-- Begin Records for the exercise --

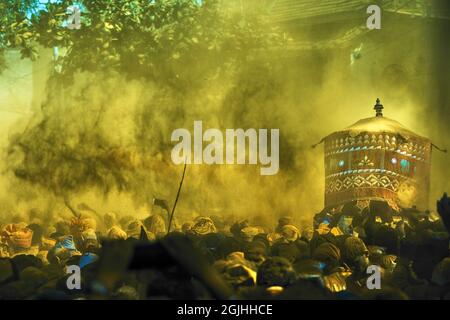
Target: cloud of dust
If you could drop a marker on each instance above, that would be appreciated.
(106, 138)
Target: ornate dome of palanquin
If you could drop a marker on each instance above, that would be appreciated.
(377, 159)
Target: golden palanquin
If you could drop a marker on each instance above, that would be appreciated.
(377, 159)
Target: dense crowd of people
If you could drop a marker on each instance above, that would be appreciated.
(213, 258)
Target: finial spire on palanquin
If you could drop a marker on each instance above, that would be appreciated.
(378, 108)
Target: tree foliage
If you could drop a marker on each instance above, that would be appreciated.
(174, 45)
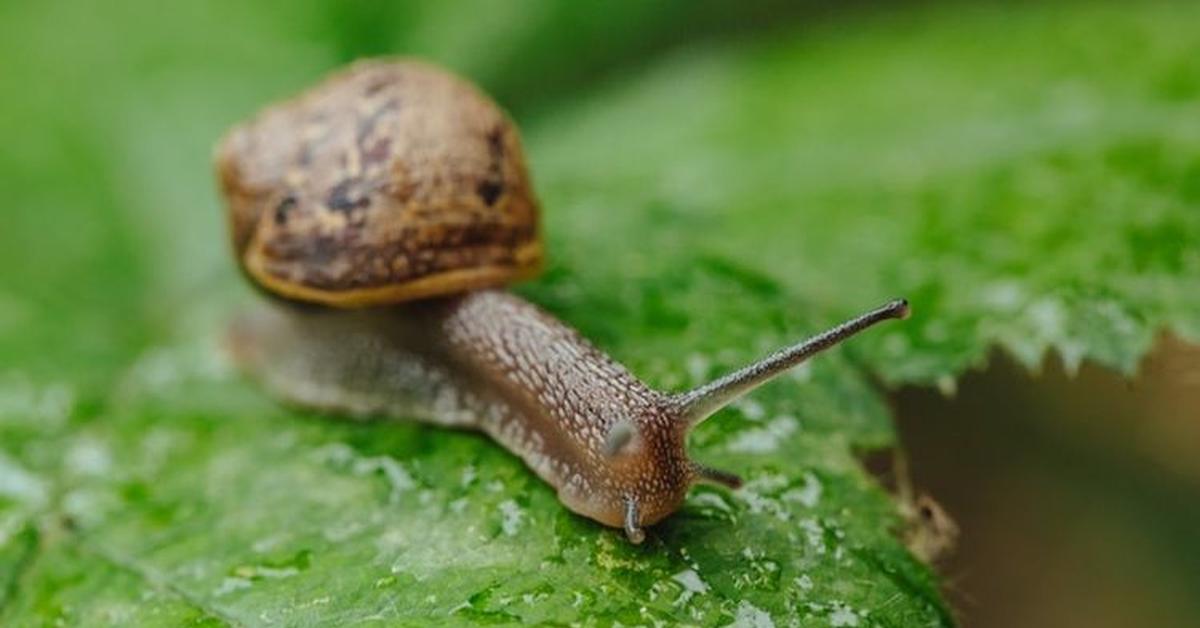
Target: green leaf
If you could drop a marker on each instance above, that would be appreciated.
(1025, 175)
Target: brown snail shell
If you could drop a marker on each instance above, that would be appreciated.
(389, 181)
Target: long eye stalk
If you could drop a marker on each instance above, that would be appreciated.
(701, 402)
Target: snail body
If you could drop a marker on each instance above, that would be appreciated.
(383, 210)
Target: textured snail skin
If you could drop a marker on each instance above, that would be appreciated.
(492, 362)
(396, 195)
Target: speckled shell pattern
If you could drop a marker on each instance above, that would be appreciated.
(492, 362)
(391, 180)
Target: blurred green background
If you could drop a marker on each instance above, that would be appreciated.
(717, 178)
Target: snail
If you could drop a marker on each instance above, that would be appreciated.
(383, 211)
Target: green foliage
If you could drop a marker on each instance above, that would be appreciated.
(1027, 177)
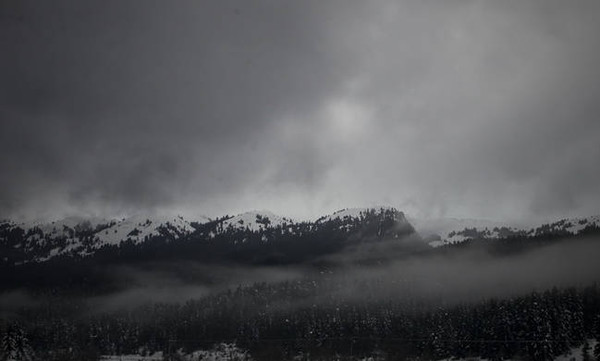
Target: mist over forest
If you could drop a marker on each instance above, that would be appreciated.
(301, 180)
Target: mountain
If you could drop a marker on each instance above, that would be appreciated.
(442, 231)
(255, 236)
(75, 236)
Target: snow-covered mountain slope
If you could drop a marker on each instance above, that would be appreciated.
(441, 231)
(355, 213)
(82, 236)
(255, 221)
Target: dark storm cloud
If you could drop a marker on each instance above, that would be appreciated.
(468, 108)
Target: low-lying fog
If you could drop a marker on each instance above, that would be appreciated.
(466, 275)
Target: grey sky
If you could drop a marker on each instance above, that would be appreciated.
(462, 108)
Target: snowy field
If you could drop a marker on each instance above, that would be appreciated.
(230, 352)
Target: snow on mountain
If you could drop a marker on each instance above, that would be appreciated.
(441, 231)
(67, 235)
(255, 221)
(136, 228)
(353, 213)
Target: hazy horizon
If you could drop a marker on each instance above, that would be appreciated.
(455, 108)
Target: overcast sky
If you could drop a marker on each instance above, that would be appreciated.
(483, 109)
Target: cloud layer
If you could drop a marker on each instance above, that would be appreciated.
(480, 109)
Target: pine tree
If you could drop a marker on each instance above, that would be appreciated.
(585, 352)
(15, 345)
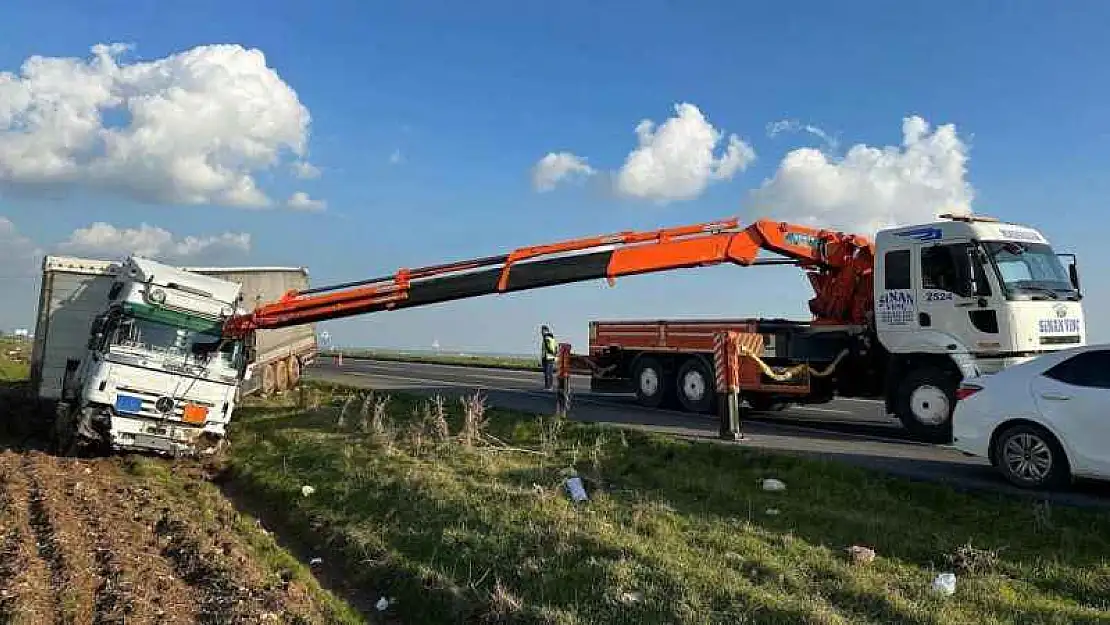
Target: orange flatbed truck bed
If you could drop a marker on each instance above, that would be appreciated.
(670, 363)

-- End Records for the exercise --
-- Begin Records for the exercise --

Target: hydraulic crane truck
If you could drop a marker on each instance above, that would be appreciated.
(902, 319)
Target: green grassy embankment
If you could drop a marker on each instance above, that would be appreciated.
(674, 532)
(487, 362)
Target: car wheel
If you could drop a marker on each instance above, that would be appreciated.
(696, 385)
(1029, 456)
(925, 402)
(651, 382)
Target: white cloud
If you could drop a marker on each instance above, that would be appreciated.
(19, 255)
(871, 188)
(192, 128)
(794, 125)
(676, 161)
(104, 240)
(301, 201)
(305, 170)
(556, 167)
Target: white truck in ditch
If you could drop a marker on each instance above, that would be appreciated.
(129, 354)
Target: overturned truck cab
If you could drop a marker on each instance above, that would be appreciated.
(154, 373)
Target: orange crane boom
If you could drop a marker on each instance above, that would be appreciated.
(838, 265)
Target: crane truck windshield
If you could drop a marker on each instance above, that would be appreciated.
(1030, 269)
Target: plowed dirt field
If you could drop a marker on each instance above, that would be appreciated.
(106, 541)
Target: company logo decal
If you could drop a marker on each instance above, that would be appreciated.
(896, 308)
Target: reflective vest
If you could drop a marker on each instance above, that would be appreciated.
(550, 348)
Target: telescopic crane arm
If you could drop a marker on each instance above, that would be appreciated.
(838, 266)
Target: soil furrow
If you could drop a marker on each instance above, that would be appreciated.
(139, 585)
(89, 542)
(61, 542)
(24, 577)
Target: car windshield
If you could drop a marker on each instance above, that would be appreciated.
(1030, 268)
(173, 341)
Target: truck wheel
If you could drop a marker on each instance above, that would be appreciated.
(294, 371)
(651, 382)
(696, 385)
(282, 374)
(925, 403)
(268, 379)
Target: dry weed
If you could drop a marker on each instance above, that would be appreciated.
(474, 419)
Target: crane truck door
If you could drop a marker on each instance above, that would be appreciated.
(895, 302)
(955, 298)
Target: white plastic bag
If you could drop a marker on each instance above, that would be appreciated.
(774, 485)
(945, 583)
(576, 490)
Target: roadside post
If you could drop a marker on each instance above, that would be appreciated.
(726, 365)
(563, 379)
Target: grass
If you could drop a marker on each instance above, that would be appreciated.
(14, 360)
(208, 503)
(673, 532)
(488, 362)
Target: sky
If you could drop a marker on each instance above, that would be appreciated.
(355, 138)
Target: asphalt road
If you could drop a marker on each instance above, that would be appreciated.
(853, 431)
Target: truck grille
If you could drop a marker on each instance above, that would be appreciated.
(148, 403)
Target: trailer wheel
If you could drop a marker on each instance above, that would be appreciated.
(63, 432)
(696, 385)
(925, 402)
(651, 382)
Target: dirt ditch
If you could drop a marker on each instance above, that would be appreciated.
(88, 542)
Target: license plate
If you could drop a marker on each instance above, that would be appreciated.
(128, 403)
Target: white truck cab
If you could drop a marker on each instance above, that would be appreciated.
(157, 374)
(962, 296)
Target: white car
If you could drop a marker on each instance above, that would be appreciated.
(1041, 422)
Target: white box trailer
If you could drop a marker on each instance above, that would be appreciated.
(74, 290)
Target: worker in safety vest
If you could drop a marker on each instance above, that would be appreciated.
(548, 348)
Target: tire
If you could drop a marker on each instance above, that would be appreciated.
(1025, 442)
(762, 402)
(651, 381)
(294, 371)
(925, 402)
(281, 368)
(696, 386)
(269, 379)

-- End Records for the exercise --

▶ _Task statement_
Find every line in the entries above that contains the word "palanquin" and copy each such line. Treat case as significant.

▶ _Task result_
Target: ornate dome of palanquin
Target: golden palanquin
Target: finial spire on palanquin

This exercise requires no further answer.